Note that this is already quite advanced, and while most operators in the library are not nearly as involved, this shows that a lot can be done with a relatively simple interface.

noa::ewise

The element-wise core function, noa::ewise, can be seen as a wrapper over noa::iwise. This function is useful when the operator does not require the positions of the elements in the array(s), e.g., copy, fill, for arithmetics or other maths-like functions. noa::ewise takes the input and output arrays, and an element-wise operator. One advantage of this function over the noa::iwise function is that it can analyze the input and output array(s) to deduce the most efficient way to traverse them, by reordering the dimensions, collapsing contiguous dimensions together (up to 1d), and can trigger vectorization by checking for data contiguity and aliasing. For instance, noa::ewise(input, output, noa::Copy{}) can be optimized up to a memcpy call, and similarly, noa::ewise(input, output, noa::Fill{0}) an be optimized up to a memset call. On the GPU, vectorized load/store instructions can also be used.

The element-wise interface is defined as the following:

// Example with zero or one input, and zero or one output.

// The template-function declaration looks something like:
// template<typename Inputs, typename Outputs, typename F>
// void noa::ewise(const Inputs&, const Outputs&, F&&);

// Arguments are passed to the operator as lvalue references,
// the constness is preserved (const outputs are not allowed).
// As such, any of the following would work.
auto a = View<const f32>(/*...*/);
auto b = View<f64>(/*...*/);
noa::ewise(a, b, [](const f32&, f64&) {/*...*/});
noa::ewise(a, b, [](f32, f64&) {/*...*/});
noa::ewise(b, b, [](f64&, f64&) {/*...*/});

// No inputs or outputs are allowed:
noa::ewise(a, {}, [](f32) {/*...*/});
noa::ewise({}, b, [](f64&) {/*...*/});

// To pass multiple arguments, noa::wrap and/or noa::fuse should be used.
// These are simple types that behave (almost) as std::forward_as_tuple and
// that can be understood by the ewise function.

// noa::wrap encodes that the arguments should be passed as is, in the same order as specified.
// noa::fuse encodes that the arguments should be fused into a Tuple. As mentionned above,
// the arguments are passed as lvalue references. The Tuple itself is also passed as a
// lvalue reference.

WRITTEN TASK 1.
Condense the paragraph of the noa::ewise excerpt that begins "The element-wise core function" into a short bulleted list that keeps its main facts.
WRITTEN TASK 2.
Translate this sentence from the noa::ewise excerpt into Spanish: "noa::ewise takes the input and output arrays, and an element-wise operator."
WRITTEN TASK 3.
Reproduce the part of the noa::ewise excerpt starting with "auto a = View<const" and going on through "the ewise function.".

GIVEN DATA.

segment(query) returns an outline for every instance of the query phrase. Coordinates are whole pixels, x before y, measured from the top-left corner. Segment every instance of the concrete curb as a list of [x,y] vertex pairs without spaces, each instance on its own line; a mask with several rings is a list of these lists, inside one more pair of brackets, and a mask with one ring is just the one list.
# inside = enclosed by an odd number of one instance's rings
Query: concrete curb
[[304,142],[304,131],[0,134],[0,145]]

EXERCISE RESPONSE 1.
- noa::ewise is the element-wise core function, essentially a wrapper over noa::iwise.
- It suits operators that don't need element positions, such as copy, fill, arithmetic, and other math-like functions.
- It takes input and output arrays plus an element-wise operator.
- Unlike noa::iwise, it analyzes the arrays to find the most efficient traversal. It reorders dimensions, collapses contiguous dimensions (down to 1d), and enables vectorization after checking contiguity and aliasing.
- noa::ewise(input, output, noa::Copy{}) can be optimized up to a memcpy call, and noa::ewise(input, output, noa::Fill{0}) up to a memset call.
- On the GPU, vectorized load/store instructions can also be used.

EXERCISE RESPONSE 2.
noa::ewise recibe los arrays de entrada y de salida, y un operador elemento a elemento.

EXERCISE RESPONSE 3.
auto a = View<const f32>(/*...*/);
auto b = View<f64>(/*...*/);
noa::ewise(a, b, [](const f32&, f64&) {/*...*/});
noa::ewise(a, b, [](f32, f64&) {/*...*/});
noa::ewise(b, b, [](f64&, f64&) {/*...*/});

// No inputs or outputs are allowed:
noa::ewise(a, {}, [](f32) {/*...*/});
noa::ewise({}, b, [](f64&) {/*...*/});

// To pass multiple arguments, noa::wrap and/or noa::fuse should be used.
// These are simple types that behave (almost) as std::forward_as_tuple and
// that can be understood by the ewise function.